Set out everything in the listing from the line containing "Locate the canopy" down to the line containing "xmin=736 ymin=386 xmax=757 ymax=567", both ends included, as a numbered list without blank lines.

> **Task material**:
___

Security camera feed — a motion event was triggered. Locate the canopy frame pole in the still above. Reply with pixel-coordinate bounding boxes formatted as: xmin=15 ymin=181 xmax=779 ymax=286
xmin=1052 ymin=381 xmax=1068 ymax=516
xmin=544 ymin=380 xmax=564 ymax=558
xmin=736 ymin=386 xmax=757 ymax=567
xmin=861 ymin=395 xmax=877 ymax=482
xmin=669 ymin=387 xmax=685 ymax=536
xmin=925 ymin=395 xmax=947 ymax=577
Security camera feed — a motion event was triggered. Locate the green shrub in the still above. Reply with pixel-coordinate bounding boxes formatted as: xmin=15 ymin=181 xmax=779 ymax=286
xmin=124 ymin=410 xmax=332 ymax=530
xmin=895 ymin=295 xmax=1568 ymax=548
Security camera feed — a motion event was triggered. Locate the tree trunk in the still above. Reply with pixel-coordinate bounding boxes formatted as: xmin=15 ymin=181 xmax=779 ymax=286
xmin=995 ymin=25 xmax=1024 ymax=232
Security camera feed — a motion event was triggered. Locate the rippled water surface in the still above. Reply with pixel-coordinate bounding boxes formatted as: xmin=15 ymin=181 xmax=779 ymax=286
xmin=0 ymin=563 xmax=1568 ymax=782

___

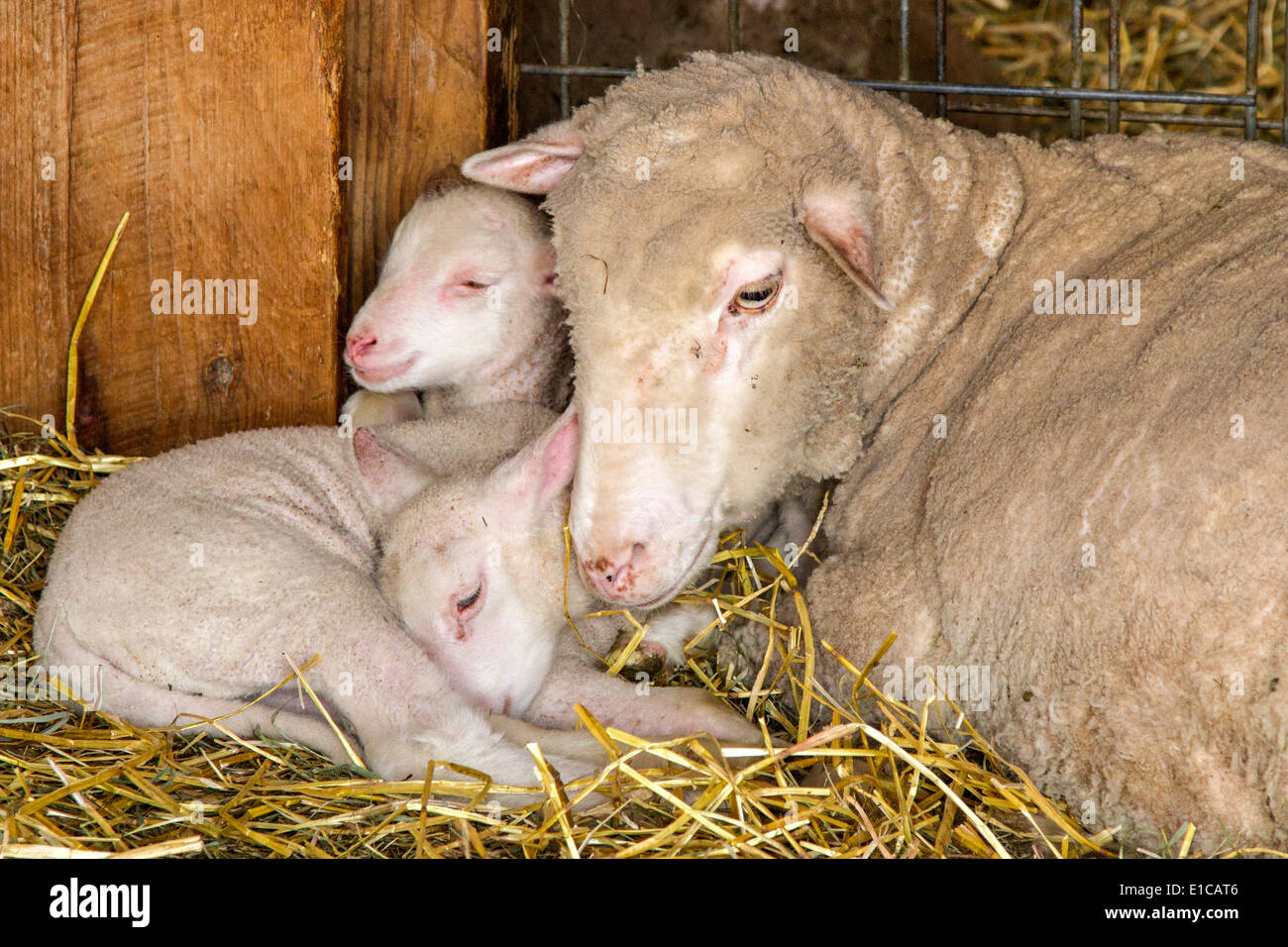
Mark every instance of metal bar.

___

> **Response to this task**:
1. Security camera feed — a motion event was triggered. Locate the canopy frame pole in the still above. Reply with pixel-coordinate bounding boxes formatted as: xmin=15 ymin=181 xmax=779 ymax=286
2. xmin=1052 ymin=381 xmax=1068 ymax=516
3. xmin=544 ymin=380 xmax=564 ymax=558
4. xmin=736 ymin=386 xmax=757 ymax=567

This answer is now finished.